◆ What is needed ◆
Identify every line in the records below that contains the word "floor" and copy each of those lines in full.

—————

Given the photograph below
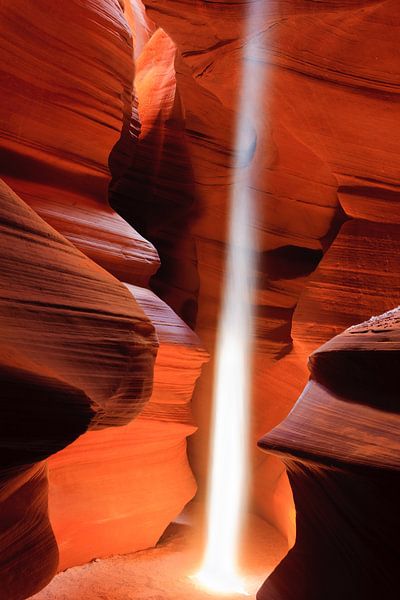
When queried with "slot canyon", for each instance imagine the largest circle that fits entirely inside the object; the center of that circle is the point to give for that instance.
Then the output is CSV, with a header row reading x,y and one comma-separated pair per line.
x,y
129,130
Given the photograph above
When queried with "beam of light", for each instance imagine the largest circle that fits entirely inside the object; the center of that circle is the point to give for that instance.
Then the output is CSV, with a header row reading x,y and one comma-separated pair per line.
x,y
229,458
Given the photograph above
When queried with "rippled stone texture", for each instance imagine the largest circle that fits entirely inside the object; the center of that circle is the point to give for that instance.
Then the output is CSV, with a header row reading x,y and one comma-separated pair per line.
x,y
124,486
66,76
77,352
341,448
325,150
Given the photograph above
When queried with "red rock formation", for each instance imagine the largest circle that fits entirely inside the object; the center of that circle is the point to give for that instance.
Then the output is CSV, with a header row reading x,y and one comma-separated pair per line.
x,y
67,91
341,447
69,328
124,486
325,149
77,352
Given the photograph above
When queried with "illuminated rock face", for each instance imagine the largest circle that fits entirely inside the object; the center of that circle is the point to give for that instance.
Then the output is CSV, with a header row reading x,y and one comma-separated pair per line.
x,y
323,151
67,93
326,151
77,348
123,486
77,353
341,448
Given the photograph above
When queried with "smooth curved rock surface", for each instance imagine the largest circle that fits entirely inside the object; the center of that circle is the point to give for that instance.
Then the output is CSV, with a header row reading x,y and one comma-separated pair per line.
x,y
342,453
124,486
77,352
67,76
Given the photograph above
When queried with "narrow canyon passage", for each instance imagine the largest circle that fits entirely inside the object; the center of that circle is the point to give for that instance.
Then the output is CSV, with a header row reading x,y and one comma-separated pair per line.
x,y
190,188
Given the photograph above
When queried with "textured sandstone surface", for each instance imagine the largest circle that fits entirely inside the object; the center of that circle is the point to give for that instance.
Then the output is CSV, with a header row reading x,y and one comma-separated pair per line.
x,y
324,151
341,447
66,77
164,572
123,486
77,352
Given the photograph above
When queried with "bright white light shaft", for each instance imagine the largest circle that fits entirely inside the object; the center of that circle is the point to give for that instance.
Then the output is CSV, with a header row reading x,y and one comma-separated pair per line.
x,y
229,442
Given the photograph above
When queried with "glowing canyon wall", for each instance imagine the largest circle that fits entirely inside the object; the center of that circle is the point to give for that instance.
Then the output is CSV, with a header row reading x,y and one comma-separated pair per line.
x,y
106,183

—————

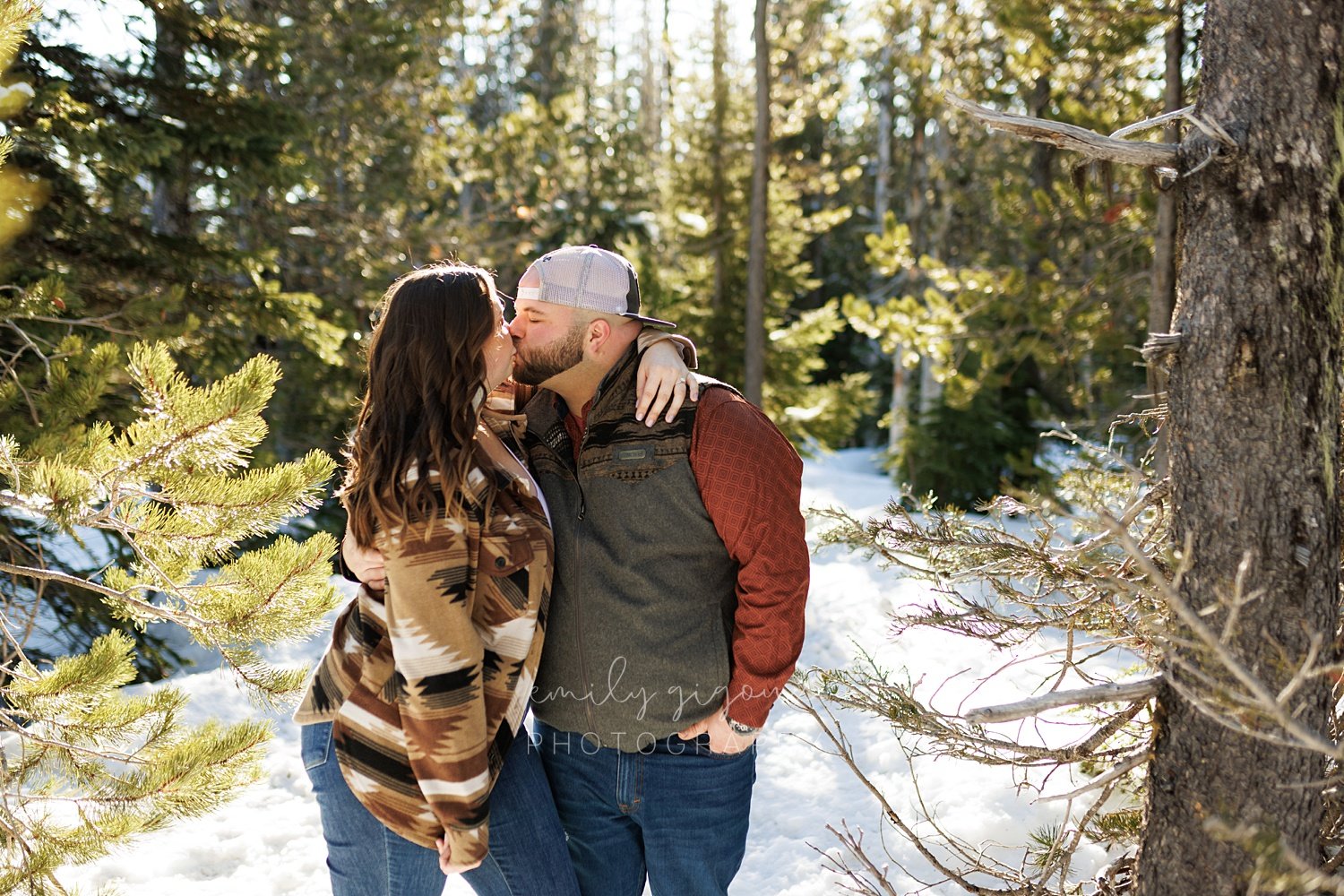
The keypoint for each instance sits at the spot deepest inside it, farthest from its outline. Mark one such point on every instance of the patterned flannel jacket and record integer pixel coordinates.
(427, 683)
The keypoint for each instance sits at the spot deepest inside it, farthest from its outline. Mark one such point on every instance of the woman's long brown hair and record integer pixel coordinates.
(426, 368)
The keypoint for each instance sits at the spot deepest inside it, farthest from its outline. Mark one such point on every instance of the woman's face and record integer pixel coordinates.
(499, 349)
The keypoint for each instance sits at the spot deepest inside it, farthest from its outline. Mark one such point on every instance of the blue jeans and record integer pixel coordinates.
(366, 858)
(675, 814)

—————

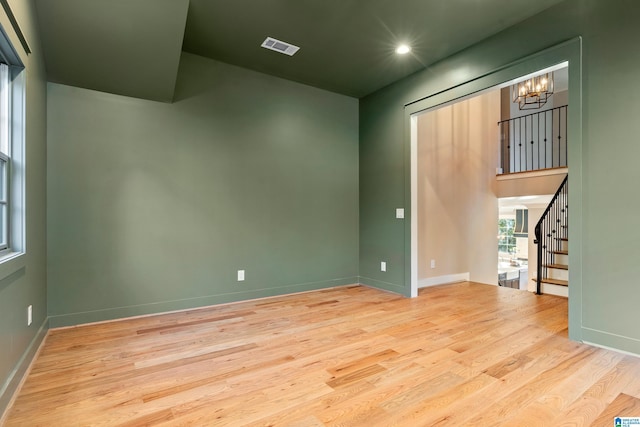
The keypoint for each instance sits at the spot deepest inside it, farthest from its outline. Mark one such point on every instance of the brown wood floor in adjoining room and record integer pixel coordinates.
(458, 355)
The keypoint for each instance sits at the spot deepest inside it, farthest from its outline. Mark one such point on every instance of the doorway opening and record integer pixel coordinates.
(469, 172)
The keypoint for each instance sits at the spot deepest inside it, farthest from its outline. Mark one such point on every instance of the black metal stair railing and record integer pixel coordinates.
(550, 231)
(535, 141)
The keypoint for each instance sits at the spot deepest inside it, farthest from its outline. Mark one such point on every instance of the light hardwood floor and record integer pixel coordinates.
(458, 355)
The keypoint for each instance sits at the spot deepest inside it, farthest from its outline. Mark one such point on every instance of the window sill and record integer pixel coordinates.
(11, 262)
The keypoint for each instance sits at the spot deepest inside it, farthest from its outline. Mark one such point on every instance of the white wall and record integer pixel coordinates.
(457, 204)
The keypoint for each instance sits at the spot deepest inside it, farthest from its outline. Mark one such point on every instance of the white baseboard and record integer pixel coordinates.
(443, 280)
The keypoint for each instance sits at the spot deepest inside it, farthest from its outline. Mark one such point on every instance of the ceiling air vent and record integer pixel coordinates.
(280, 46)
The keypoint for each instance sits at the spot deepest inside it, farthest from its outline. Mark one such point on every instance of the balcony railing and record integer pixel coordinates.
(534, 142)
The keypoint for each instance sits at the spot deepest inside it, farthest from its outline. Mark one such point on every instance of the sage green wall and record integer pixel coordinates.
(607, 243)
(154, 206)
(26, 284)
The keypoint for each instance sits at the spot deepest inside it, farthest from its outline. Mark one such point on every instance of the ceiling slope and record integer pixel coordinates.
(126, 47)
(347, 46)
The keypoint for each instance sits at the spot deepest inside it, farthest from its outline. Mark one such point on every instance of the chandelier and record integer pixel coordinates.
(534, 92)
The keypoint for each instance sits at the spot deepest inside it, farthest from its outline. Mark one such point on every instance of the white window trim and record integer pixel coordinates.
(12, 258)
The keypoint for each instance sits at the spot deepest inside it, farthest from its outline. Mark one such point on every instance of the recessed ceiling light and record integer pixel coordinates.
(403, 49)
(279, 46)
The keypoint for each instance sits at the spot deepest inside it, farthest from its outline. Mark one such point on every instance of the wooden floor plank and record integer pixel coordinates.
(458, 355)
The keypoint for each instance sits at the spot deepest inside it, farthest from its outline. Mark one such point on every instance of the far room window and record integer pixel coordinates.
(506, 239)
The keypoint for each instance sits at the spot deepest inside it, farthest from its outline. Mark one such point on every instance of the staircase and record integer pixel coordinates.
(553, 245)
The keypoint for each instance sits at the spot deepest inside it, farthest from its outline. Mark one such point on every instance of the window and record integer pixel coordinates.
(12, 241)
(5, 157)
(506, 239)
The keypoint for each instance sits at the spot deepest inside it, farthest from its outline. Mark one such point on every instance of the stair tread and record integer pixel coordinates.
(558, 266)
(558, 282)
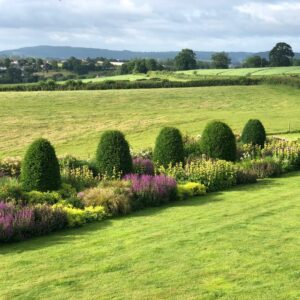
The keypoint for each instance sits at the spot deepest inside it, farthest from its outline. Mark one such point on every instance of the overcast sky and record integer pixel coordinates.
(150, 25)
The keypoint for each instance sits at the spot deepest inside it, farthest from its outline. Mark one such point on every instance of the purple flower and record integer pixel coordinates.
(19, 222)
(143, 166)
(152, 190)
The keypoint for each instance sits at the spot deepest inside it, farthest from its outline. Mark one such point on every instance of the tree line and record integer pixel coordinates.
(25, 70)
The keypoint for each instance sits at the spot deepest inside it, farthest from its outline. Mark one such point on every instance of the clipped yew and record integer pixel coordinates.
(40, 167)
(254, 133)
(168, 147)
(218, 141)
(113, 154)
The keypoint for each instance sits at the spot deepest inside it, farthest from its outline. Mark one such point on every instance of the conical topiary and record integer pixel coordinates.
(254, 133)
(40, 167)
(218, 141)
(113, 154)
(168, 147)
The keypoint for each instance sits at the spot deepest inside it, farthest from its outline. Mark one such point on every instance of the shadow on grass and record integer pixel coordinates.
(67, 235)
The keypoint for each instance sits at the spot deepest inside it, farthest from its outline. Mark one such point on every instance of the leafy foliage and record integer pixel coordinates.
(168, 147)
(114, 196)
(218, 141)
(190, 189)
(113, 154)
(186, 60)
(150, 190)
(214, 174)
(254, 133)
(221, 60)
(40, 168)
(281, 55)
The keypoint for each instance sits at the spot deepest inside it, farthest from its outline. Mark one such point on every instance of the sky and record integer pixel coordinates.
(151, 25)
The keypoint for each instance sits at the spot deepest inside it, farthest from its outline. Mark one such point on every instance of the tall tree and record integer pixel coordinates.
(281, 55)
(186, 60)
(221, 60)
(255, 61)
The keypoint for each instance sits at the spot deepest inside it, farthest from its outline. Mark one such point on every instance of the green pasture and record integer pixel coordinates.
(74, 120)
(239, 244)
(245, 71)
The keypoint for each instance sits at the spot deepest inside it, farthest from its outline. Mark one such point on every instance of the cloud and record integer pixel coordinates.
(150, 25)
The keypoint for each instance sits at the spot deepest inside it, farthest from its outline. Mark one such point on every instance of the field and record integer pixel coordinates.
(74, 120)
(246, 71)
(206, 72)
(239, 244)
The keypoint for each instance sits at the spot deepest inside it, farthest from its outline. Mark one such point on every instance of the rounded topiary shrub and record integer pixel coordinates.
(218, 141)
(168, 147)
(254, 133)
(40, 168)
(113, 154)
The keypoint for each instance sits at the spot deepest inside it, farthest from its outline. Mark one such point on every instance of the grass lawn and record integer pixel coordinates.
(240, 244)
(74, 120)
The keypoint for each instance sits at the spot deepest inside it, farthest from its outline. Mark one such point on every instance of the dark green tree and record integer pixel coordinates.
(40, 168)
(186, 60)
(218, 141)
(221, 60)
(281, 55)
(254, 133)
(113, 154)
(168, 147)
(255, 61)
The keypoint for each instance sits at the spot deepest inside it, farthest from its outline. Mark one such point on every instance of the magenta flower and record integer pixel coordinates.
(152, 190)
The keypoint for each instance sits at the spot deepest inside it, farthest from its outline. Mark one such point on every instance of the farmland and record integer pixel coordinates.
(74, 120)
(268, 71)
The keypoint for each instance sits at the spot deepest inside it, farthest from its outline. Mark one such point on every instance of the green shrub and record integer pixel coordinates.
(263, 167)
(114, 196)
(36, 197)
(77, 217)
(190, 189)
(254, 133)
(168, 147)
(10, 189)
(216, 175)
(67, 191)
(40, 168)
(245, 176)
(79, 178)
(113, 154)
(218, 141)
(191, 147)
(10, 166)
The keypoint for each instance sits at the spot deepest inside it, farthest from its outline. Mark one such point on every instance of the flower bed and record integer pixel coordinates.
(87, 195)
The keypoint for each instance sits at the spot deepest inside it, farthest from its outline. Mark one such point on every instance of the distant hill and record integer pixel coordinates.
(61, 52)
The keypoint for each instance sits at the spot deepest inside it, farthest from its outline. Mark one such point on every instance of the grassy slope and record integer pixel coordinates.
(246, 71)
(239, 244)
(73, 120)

—————

◆ The answer ◆
The keypoint for each instance sits at the spot deepest inside it, farthest from its outline. Mark one such point on every instance of the brown wood floor in adjoining room and record integer pixel coordinates.
The keypoint for each instance sits at the spot deepest inside it, farthest from its outline. Mark one such point on every instance of the light hardwood floor and record integer pixel coordinates.
The keypoint for each instance sits at the spot deepest inside it, farthest from its outline. Mark one such point on every instance of the wooden floor plank and record integer pixel coordinates.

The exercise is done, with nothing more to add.